##### Text shown #####

How confusions which seem irremediable turn into relatively clear flowing streams when one is heard. "  

Carl Rogers
Experiences in Communication


 


 

"So, as you can readily see from what I have said thus far, a creative, active, sensitive, accurate, empathic, nonjudgmental listening is for me terribly important in a relationship. It is important for me to provide it; it has been extremely important, especially at certain times in my life, to receive it.

I feel that I have grown within myself when I have provided it; I am very sure that I have grown and been released and enhanced when I have received this kind of listening. "

Carl Rogers
 Experiences in Communication

 

 

 

"A further element that establishes a climate for self-initiated, experiential learning is empathetic understanding. 

When the teacher has the ability to understand the student’s reactions from the inside, has a sensitive awareness of the way the process of education and learning seems to the student, then again the likelihood of significant learning is increased.

Carl Rogers
Freedom to Learn,
pp. 126-127.

 

 

 

"Man's inability to communicate is a result of his failure to listen effectively." 

Carl Rogers

 

 


"The curious paradox is that when I accept myself just as I am, then I can change."

Carl Rogers
 

 

"Being listened to by someone who understands makes it possible for persons to listen more accurately to themselves, with greater empathy toward their own visceral experiencing, their own vaguely felt meanings." 

Carl Rogers
 

 

 

"true empathy is always free of any evaluative or diagnostic quality. This comes across to the recipient with some surprise. "If I am not being judged, perhaps I am not so evil or abnormal as I have thought. "

Carl Rogers

 

 

 

 

Empathy is saying to someone:
“I’m trying to be a companion to you in your search and your exploration.
I want to know, am I with you? 
Is this the way it seems to you? 
Is this the thing you’re trying to express? 
Is this the meaning it has for you?”
So in a sense I’m saying, 
“I’m walking with you step by step, and I want to make sure I am with you. 
Am I with you?” 
So that’s a little bit of my understanding about empathy."

#####

§ Assignment A
Reproduce the Carl Rogers quotations on listening word for word, from "When the teacher" to "pp. 126-127.".
§ Assignment B
Extend the collection of Carl Rogers quotations on listening and empathy, picking up after its final line.

##### Supplied information #####

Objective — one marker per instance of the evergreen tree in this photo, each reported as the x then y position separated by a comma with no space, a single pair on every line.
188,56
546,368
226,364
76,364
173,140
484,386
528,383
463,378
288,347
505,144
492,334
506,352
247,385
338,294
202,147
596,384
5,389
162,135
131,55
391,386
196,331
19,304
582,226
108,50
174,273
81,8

#####
##### Supplied information #####

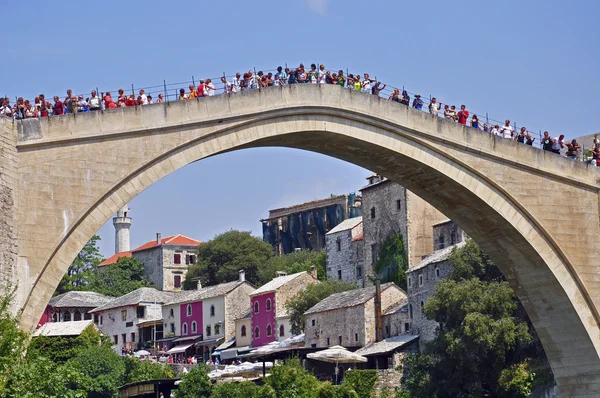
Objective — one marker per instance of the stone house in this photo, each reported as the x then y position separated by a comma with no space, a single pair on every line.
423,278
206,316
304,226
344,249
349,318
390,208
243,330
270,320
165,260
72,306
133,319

#####

§ Output A
When the teacher has the ability to understand the student’s reactions from the inside, has a sensitive awareness of the way the process of education and learning seems to the student, then again the likelihood of significant learning is increased.

Carl Rogers
Freedom to Learn,
pp. 126-127.

§ Output B
Carl Rogers

 

 

 

 

"a listening, empathic approach leads 
to improved communication,
to greater acceptance of others and by others, and
to attitudes which are more positive and more problem-solving in nature. 

There is a decrease 
in defensiveness, 
in exaggerated statements, 
in evaluative and critical behavior."  

Carl Rogers

 

 


 


Carl Rogers
 

 

 

 "To my mind, empathy is in itself a healing agent. It is one of the most potent aspects of therapy, because it releases, it confirms, it brings even the most frightened client into the human race. If a person is understood, he or she belongs."

 (Rogers, 1986

 

 



Empathy is a special way of coming to know another and ourself, a kind of attuning and understanding. When empathy is extended, it satisfies our needs and wish for intimacy, it rescues us from our feelings of aloneness."  Carl Rogers


 

 

"People are just as wonderful as sunsets if you let them be. When I look at a sunset, I don't find myself saying, "Soften the orange a bit on the right hand corner." I don't try to control a sunset. I watch with awe as it unfolds."  Carl Rogers

 

 

 


"When the other person is hurting, confused, troubled, anxious, alienated, terrified; or when he or she is doubtful of self-worth, uncertain as to identity, then understanding is called for.

 

The gentle and sensitive companionship of an empathic stance… provides illumination and healing. In such situations deep understanding is, I believe, the most precious gift one can give to another."